### Bloc de texte
────────

# [Emelfm2] pas de traduction

## Copticrain

Bonjour,

J'ai installé Emelfm2 avec le UseFlag "nls" mais le logiciel reste désespérément en anglais, pourtant a prioris il existe une traduction française:

http://emelfm2.net/browser/trunk/po

Une idée ? Merci

----------

## xaviermiller

Et le reste de ton système est bien en français ?

----------

## Copticrain

 *Quote:*   

> Et le reste de ton système est bien en français ?

 

Oui pas de problème,

En fait lors de l'installation il n'y a pas de fichier "emelfm2.mo" créé dans "/usr/share/locale/fr/LC_MESSAGES"

----------

## xaviermiller

Et ce fichier est présent dans les sources de la version que tu as installée ? Est-ce bien la dernière version ?

Le lien que tu donnes est la dernière version, qui n'est peut-être pas encore intégrée dans un "package"  :Wink: 

----------

## Copticrain

 *Quote:*   

> Et ce fichier est présent dans les sources de la version que tu as installée ? Est-ce bien la dernière version ? 

 

Oui c'est la version 0.7.2

J'ai telechargé les sources de la version 0.7.2 sur le site de emelfm2, executé un "make i18n" ça a generer un fichier "fr.mo"

────────

### Consignes de l'exercice
**A.** D'après la discussion sur Emelfm2, quel est le numéro de la version du logiciel qui a été installée ?
**B.** Pour chacune des affirmations suivantes, indiquez par oui ou par non si elle s'accorde avec la discussion sur Emelfm2, et citez les mots décisifs du texte. (i) Emelfm2 a été installé avec le UseFlag "nls". (ii) L'installation a créé un fichier "emelfm2.mo" dans "/usr/share/locale/fr/LC_MESSAGES". (iii) La commande "make i18n" a produit un fichier "fr.mo".
**C.** Reformulez plus brièvement le paragraphe de la discussion sur Emelfm2 qui commence par « J'ai installé Emelfm2 avec le UseFlag ». Conservez-en les faits principaux.
Les données placées plus bas ne sont pas utiles pour cet exercice.

### Données fournies
────────

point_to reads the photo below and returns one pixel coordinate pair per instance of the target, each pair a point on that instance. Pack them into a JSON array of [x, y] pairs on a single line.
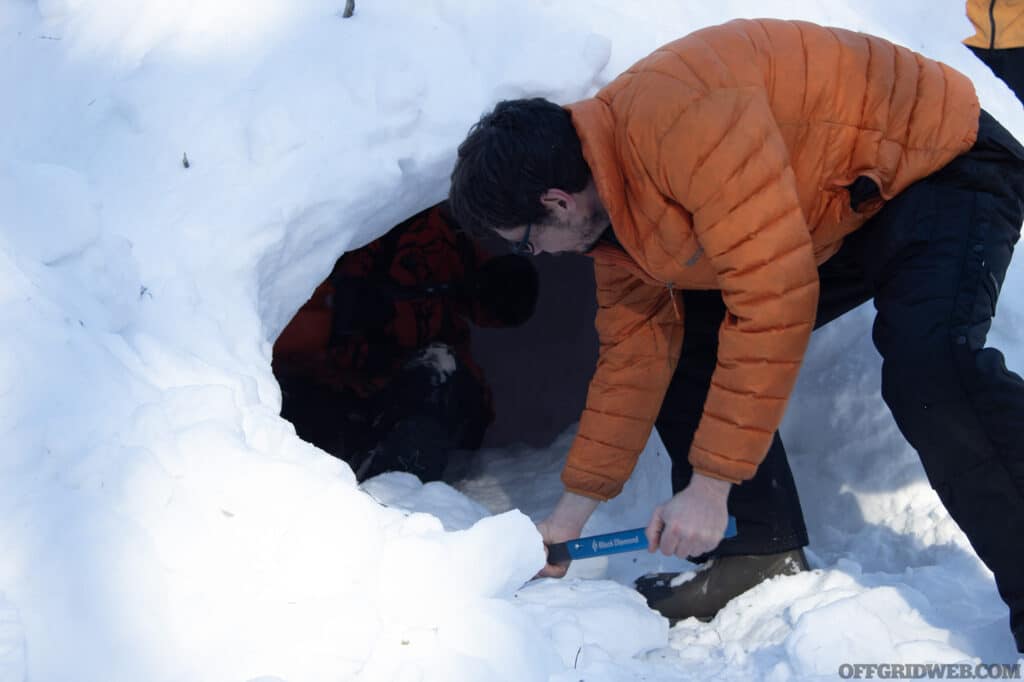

────────

### Réponses aux consignes
**A.** 0.7.2

**B.**
(i) Oui : « J'ai installé Emelfm2 avec le UseFlag "nls" ».
(ii) Non : « lors de l'installation il n'y a pas de fichier "emelfm2.mo" créé dans "/usr/share/locale/fr/LC_MESSAGES" ».
(iii) Oui : « executé un "make i18n" ça a generer un fichier "fr.mo" ».

**C.** Emelfm2 a été installé avec le UseFlag "nls", mais il reste en anglais, alors qu'une traduction française semble exister.